[Tasks to perform]:
(1) Return the stretch of the article on the reunited sisters from "When the two" through "leave the premises.", copied word for word.
(2) Condense the paragraph of the article on the reunited sisters that begins "When the two sisters met" into a short bulleted list, keeping its main facts.

[Text section]:

Varda began searching for her biological parents from the moment she found out that she was adopted and Ofra looked for her sister for her whole life. 70 years later, the two finally met this week thanks to the DNA test that proved that they are sisters.
Yemenite Children Archives Photo Credit: Screenshot from Israel News Company
On Wednesday, two sisters who searched for one another their whole lives finally met in Holon. The two are only now meeting because someone thought it was ok to take a baby away from its mother 70 years ago, an all too common story among Israeli-Yemenite families.
When Verda was 11-years-old, her parents told her that she was adopted, but she said that she has known since she was 6-years-old and has been looking for her siblings for her whole life. Ofra, Verda’s biological sister, has known her whole life that she has an older sister. “When we were children, Mom and Dad would always say to us that if we see someone who looks like us, we’ll know that it’s our sister,” Ofra said. “That’s how we lived. At a later age, Mom told us, but each time she would tell us slowly.”
When the two sisters met, Ofra told Verda the story of her disappearance. “It was before she was married,” Ofra said regarding her mother. “She went to give birth at Hadassah and afterwards, she went to call for my father.” According to Ofra, her parents returned to the hospital in an army vehicle, where they were told that there was no baby girl at the hospital and that they must leave the premises.
As reported earlier this week by JOL, the Israel State Attorney’s office announced on Tuesday that it has approved the exhumation of 17 bodies for the purpose of DNA testing after a request was filed by the families of children who went missing between 1948 and 1970.
More than 1,000 families from Yemen, the Balkans and the MENA (Middle East and North Africa) region claim that their children went missing in the so-called Yemenite Children Affair, when babies were kidnapped from Israeli hospitals and put up for adoption without their parents’ consent or knowledge.

[Information supplied]:
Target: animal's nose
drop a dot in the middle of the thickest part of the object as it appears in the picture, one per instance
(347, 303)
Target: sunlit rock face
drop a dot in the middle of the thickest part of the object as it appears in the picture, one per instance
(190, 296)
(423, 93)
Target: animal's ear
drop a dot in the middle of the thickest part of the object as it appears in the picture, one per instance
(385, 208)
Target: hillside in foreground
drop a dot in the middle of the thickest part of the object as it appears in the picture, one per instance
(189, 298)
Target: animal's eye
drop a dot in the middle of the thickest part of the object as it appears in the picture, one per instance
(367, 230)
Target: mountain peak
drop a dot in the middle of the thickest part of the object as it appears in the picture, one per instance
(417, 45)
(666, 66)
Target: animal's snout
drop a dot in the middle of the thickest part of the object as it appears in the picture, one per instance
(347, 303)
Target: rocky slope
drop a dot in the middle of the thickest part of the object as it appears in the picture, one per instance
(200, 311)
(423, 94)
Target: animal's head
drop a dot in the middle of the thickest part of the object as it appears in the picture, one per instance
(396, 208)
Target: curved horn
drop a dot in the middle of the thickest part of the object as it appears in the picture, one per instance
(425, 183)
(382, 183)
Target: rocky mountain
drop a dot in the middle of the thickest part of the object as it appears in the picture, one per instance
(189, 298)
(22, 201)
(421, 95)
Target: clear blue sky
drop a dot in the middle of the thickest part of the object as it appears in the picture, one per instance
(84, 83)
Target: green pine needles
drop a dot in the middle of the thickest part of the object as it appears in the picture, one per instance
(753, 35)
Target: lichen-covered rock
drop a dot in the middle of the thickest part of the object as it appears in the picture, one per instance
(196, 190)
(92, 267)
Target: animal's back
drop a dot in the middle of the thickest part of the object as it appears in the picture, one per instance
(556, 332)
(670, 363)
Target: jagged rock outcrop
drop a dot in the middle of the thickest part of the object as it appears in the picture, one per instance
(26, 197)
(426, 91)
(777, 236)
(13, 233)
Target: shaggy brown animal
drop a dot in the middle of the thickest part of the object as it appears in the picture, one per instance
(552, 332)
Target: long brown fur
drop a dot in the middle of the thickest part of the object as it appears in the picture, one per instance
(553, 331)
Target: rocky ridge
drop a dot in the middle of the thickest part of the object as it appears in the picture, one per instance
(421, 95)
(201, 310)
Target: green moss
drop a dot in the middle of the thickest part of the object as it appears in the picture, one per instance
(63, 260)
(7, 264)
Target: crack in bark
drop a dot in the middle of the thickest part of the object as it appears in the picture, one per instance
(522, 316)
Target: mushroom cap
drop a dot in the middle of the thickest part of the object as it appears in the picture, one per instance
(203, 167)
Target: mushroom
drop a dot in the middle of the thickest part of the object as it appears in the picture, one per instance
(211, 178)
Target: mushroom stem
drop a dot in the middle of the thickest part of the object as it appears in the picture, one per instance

[Expected responses]:
(1)
When the two sisters met, Ofra told Verda the story of her disappearance. “It was before she was married,” Ofra said regarding her mother. “She went to give birth at Hadassah and afterwards, she went to call for my father.” According to Ofra, her parents returned to the hospital in an army vehicle, where they were told that there was no baby girl at the hospital and that they must leave the premises.

(2)
- When they met, Ofra told Verda the story of her disappearance.
- Their mother, not yet married at the time, gave birth at Hadassah and afterwards went to call their father.
- The parents returned to the hospital in an army vehicle. There they were told there was no baby girl at the hospital and that they had to leave the premises.